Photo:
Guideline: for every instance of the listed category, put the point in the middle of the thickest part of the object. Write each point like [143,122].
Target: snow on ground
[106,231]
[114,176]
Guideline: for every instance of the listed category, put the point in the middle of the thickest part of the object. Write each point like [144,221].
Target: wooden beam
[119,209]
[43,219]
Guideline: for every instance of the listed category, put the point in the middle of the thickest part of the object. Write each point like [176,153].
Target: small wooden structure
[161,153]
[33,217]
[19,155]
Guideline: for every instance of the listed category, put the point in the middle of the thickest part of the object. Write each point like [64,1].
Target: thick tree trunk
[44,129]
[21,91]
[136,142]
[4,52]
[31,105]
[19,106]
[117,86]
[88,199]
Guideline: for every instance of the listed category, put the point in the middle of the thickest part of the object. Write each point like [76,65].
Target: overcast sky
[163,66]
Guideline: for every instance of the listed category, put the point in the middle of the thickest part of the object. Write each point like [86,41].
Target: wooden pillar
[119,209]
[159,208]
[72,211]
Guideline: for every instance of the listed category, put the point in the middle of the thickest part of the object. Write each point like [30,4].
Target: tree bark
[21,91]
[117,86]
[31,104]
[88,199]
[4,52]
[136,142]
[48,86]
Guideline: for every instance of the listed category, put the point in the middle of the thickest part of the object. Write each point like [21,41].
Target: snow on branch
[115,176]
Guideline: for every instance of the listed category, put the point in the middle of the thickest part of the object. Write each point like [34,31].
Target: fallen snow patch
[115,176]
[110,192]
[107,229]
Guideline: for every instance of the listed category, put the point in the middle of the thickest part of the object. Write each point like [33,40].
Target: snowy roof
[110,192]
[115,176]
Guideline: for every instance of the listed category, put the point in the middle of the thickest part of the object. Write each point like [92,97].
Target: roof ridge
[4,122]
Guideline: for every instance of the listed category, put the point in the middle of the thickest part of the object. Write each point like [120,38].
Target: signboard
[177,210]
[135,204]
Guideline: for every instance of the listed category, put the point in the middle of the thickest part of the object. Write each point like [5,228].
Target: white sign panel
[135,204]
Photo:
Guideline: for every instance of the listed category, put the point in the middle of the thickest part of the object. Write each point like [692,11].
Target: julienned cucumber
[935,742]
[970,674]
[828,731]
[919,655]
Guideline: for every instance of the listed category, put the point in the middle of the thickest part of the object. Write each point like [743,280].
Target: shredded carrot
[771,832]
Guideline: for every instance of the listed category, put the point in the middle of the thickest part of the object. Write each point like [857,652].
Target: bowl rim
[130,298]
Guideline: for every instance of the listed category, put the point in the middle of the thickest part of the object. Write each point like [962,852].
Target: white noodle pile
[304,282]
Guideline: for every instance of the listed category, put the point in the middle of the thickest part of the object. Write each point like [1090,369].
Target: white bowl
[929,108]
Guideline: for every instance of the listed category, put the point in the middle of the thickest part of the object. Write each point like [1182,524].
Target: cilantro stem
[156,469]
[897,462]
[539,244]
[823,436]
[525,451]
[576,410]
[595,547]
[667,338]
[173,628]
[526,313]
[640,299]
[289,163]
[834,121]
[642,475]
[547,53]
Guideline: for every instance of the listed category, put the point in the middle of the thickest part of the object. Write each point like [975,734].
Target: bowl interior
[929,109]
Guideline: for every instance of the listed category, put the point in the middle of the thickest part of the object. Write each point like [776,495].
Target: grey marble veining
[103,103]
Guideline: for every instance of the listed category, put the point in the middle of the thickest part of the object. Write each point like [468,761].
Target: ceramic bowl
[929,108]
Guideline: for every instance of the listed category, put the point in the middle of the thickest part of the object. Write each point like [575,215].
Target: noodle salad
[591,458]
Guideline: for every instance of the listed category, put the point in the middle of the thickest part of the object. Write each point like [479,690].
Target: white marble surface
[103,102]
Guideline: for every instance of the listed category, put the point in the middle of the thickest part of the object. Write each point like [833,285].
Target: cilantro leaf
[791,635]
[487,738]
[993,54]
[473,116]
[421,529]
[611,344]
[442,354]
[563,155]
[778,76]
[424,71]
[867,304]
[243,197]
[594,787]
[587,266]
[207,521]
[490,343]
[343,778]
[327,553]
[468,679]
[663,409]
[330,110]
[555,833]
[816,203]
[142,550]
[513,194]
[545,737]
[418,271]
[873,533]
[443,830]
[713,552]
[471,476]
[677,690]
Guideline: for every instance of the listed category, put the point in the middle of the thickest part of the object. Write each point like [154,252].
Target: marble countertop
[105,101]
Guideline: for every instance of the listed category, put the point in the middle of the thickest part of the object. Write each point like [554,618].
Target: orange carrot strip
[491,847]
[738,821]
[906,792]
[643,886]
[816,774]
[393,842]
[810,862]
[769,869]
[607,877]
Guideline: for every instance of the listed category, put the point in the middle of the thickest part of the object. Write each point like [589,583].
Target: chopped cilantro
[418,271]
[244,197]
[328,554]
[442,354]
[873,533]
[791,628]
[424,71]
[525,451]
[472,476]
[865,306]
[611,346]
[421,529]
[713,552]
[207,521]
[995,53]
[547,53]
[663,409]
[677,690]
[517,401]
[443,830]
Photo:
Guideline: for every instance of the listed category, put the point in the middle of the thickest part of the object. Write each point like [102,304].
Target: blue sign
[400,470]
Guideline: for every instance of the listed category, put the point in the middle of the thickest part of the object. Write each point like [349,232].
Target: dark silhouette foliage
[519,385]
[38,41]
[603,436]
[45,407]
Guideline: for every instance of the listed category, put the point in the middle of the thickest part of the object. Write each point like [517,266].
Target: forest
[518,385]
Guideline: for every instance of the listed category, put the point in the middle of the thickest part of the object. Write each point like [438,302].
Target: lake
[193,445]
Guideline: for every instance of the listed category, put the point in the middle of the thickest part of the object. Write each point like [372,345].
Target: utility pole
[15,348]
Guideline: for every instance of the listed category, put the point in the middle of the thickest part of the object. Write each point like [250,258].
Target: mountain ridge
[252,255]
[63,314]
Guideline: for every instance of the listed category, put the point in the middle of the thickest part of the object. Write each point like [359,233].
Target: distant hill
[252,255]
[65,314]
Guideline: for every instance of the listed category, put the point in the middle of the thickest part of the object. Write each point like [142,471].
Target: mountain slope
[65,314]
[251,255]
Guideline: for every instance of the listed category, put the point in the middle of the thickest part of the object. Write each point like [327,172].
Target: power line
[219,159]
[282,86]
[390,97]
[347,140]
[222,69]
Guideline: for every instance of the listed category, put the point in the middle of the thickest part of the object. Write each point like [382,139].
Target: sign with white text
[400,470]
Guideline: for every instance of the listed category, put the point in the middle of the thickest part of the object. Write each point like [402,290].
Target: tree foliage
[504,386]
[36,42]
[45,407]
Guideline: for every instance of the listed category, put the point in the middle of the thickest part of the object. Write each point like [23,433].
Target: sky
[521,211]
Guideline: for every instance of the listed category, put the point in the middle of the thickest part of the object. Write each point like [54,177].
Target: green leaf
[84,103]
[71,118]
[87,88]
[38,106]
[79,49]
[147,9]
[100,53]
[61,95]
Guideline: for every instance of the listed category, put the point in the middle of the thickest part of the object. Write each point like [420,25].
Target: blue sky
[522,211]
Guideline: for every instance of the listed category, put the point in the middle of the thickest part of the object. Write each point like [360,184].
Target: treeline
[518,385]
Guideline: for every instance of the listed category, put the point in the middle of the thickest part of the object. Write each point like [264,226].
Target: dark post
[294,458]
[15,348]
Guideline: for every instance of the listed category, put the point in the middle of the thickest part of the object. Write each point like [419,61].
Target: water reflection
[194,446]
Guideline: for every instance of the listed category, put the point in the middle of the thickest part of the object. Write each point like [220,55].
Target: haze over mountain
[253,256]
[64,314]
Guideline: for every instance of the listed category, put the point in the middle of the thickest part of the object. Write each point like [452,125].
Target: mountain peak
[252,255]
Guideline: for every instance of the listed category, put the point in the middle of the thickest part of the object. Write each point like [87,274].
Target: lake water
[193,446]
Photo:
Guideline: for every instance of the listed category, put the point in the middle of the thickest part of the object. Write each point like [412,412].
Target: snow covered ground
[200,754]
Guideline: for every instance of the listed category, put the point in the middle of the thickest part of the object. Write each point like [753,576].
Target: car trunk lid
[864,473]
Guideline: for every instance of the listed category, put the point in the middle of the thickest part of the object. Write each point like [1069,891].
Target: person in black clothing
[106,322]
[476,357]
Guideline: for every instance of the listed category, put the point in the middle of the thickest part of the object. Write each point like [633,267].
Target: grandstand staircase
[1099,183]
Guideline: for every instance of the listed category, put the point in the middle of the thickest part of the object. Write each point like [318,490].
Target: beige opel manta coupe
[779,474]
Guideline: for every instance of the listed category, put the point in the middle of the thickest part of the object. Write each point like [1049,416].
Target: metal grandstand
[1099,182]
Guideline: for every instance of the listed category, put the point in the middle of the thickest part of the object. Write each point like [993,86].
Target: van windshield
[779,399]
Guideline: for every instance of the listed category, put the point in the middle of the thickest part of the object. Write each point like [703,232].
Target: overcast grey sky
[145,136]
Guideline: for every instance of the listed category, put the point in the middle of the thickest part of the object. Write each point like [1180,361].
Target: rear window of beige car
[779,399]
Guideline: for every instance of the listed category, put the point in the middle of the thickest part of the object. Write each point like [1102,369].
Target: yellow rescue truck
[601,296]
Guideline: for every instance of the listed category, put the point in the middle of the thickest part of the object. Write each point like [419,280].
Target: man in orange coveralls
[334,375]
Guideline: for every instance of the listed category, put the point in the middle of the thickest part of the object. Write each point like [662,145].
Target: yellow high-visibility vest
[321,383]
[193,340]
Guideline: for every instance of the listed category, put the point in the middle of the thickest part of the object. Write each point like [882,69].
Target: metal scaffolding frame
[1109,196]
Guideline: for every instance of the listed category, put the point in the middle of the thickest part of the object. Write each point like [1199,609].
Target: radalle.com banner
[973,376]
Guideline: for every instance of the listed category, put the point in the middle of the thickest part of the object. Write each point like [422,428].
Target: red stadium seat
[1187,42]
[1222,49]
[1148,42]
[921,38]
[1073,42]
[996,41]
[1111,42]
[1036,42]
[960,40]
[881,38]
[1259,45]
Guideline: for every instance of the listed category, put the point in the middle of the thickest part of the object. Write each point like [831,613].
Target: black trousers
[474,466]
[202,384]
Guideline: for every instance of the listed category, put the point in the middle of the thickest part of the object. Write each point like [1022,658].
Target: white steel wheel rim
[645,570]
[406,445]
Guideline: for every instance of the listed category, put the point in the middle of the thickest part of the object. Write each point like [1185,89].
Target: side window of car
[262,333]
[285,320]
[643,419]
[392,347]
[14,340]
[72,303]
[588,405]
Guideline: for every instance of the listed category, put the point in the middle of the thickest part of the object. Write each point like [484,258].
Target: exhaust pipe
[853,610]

* _Exercise_: From the entries above, extract only the lines running from the one containing "point like [1102,369]." through the one containing "point like [419,280].", inclusive.

* _Exercise response_:
Guideline: for every instance of the listed category, put the point in the middle of the thickest part of the object. Write each point like [1102,369].
Target: yellow rescue truck
[601,296]
Guideline: for every instance of the listed category, put the point in the middle of the thickest part of the object. Write each point like [419,280].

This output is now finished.